Page:

The hair, the eyes and other details on the face are all embroidered. The face is a silk ground in a pale skin tone, highlighted with stitches.
The garments on the figure are silk in a pale blue. The fold lines are stitched using a dark stem stitch and the shadows or highlights on the garment are worked in straight stitch or long split stitches over parts of the fabric, leaving other parts of the fabric exposed.
Some areas are entirely embroidered with long and short stitch, too.
This method of using fabric appliqué mixed with hand embroidery was fairly common from the mid-1800’s onwards.
With the industrial revolution, we became, as a whole, a people used to getting things made quickly and less expensively, thanks to machines.
In order to fulfill the demand of a quick and affordable turnaround on hand embroidered vestments, the fully embroidered figure was replaced with the partially embroidered figure that looked like hand embroidery from a distance, but wasn’t quite complete hand embroidery.
While this type of figure embroidery is certainly not the same quality or artistry found in the figure embroidery that emerged in England in the Middle Ages and spread to Belgium and Flanders and beyond during the Renaissance, it is still fairly decent, when it comes to producing a figure that, seen from a distance, is expressive and clear.
While earlier figure embroidery often involved a real artistry on the part of the embroiderer and on the part of the designer or painter who might have been involved in the initial planning of a design, these types of appliquéd figures required only the skill to stitch neatly and quickly. Everything was mapped out – the design of the piece, the color layout, what threads to use, what stitches went where to produce the desired result.
Occasionally, you can find these particular figures (in these exact designs) that are stitched very well, with the facial details being clear and, again, expressive. This is the case with the two figures on this particular vestment (keep in mind, after all, it was sales sample).
I’ve seen these figures stitched on lesser-quality vestments, with somewhat disappointing results. If the face isn’t just right – and especially the eyes – the resulting figure can be more of a distraction than anything else!
So, as far as the figures go, they’re worth salvaging. Why not use them, if they’re usable?
The central figure on the vestment is Christ with St. John.
You can tell that the design style here, while it is very traditional and very clear in the story being told (St. John, the “beloved apostle,” rests his head on Christ’s heart during the Last Supper – a story that most folks attending church regularly would be aware of), is not the same high level of artistry that is seen in earlier vestments of the 12th – 18th centuries, and even the more expensive vestments produced during the 19th and early 20th centuries.
This is more of cartoon drawing typical of “mass-production” hand embroidery patterns and embroidery. (Embroidery patterns and tapestry patterns were referred to as “cartoons” – not to be confused with the Sunday funnies or Saturday morning animated children’s TV shows!)
Notice, for example, the chalice (cup) and its simplicity and lack of depth. The hands are very simply executed, filled with one color of thread, with some fabric exposed, and outlined with a dark thread around the nails and the fingers. In a way, the overall effect of the piece is somewhat reminiscent of a filled-in coloring book image.
Now, don’t get me wrong. This is not a criticism of the embroidery or of the original designer. This is simply what was produced at the time, for affordable embroidered vestments. And they are, in a sense, beautiful. When they’re seen from a distance (which is the whole point), they are attractive. They’re just not “high art,” compared to other approaches to ecclesiastical embroidery.

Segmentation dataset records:
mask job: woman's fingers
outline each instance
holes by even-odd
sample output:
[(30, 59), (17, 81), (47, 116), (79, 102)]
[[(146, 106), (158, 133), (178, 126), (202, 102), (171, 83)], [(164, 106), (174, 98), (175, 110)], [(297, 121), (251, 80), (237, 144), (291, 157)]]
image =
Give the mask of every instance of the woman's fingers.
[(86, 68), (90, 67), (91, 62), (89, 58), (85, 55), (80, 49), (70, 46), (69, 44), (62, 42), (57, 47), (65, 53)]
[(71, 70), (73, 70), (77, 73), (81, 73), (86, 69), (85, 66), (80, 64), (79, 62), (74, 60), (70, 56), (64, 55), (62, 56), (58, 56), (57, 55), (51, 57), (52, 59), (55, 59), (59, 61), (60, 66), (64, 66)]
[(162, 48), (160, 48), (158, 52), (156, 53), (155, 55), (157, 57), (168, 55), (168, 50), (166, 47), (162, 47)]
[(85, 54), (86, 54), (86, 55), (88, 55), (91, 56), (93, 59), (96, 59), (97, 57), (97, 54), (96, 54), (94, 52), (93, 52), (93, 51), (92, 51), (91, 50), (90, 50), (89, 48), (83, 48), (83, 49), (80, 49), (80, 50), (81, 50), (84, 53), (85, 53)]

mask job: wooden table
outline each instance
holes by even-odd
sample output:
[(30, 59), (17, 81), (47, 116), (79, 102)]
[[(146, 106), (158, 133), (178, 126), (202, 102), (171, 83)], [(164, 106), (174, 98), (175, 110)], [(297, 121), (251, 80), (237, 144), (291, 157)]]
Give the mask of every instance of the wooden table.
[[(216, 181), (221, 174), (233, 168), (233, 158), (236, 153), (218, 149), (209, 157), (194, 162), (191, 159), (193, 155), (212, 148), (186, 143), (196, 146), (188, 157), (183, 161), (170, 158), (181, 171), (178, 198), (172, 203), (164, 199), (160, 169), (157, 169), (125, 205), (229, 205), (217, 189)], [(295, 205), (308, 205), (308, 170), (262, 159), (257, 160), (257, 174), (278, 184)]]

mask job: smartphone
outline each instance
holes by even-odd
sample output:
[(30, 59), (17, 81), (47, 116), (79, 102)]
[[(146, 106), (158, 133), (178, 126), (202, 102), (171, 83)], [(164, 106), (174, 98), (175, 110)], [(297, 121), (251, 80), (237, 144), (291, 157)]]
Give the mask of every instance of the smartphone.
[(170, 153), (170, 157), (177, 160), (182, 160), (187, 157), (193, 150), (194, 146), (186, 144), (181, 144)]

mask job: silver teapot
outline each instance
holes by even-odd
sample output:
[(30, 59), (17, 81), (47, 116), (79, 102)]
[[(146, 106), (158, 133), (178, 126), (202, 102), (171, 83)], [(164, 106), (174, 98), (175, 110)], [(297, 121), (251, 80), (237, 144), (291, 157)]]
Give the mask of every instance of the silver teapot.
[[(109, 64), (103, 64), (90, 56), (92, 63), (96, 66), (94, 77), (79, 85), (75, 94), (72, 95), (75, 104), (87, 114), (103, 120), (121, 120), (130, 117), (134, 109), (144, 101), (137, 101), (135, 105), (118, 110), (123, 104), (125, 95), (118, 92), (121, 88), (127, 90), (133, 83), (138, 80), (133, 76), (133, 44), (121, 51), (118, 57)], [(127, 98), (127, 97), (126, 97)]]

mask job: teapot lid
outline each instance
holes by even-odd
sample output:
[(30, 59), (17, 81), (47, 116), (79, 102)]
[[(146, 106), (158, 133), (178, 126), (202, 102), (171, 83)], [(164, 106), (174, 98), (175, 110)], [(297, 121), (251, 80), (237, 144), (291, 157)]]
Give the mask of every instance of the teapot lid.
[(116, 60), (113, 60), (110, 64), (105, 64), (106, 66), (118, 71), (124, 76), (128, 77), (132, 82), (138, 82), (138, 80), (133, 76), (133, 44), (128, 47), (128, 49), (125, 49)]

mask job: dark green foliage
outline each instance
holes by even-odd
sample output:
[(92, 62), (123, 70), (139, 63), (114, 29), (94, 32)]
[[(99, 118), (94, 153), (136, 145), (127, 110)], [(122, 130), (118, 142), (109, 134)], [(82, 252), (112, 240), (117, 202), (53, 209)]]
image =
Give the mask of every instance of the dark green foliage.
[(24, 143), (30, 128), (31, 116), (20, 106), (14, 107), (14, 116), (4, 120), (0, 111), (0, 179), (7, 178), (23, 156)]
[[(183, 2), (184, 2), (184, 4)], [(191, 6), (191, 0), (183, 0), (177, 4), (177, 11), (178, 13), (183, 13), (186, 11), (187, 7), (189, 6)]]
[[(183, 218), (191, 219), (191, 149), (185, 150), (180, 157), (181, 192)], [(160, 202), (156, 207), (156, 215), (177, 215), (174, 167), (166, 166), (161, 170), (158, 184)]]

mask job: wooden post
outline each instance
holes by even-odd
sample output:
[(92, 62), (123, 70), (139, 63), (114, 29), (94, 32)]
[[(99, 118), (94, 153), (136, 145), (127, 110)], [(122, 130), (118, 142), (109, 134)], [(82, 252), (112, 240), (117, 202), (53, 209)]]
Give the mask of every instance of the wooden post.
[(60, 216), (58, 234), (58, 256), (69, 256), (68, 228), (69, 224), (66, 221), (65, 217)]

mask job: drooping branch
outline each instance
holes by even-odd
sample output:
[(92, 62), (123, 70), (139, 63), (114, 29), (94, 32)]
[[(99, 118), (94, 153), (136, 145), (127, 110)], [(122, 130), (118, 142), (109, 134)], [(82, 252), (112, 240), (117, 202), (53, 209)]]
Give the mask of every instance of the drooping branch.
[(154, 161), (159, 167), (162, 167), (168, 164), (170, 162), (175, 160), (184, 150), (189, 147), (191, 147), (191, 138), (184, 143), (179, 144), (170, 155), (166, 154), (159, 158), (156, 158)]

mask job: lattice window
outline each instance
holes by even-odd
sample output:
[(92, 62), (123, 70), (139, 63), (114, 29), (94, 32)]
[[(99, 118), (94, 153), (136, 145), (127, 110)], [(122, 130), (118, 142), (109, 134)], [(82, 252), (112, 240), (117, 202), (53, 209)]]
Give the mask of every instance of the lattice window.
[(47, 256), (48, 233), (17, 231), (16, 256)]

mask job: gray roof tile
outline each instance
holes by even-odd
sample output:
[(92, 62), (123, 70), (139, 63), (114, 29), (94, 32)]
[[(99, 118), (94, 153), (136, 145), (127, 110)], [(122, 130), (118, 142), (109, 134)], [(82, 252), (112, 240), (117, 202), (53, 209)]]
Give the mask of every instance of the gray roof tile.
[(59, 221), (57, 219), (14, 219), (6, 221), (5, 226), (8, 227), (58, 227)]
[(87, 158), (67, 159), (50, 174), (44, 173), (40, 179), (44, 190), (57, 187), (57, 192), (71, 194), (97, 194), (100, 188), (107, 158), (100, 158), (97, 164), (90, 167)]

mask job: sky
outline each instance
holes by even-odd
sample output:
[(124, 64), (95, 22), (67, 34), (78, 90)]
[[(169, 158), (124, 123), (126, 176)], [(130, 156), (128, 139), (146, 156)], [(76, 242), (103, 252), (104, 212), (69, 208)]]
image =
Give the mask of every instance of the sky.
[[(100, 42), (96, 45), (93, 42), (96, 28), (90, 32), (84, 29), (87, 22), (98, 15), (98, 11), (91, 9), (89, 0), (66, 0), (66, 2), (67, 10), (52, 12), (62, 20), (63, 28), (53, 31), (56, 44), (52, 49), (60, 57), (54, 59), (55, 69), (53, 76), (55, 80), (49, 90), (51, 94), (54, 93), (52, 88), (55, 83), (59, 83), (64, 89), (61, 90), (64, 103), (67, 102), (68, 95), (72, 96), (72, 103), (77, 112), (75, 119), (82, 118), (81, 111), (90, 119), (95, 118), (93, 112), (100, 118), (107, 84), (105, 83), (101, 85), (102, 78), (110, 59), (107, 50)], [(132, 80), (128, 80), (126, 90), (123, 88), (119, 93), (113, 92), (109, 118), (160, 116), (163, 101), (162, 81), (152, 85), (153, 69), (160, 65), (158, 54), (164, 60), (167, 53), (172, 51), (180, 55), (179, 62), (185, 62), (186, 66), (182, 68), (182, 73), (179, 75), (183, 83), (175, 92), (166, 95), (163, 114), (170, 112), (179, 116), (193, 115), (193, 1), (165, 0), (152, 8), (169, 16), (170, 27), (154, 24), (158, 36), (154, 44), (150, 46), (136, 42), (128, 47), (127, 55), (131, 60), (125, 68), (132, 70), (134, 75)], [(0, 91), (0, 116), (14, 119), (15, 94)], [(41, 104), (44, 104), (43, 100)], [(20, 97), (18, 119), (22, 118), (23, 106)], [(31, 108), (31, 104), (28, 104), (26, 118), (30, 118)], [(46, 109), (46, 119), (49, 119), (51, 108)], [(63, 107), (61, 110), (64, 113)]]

Task directions: Quote the vestment text word for word, everything from "I’ve seen these" down to "than anything else!".

Final result:
I’ve seen these figures stitched on lesser-quality vestments, with somewhat disappointing results. If the face isn’t just right – and especially the eyes – the resulting figure can be more of a distraction than anything else!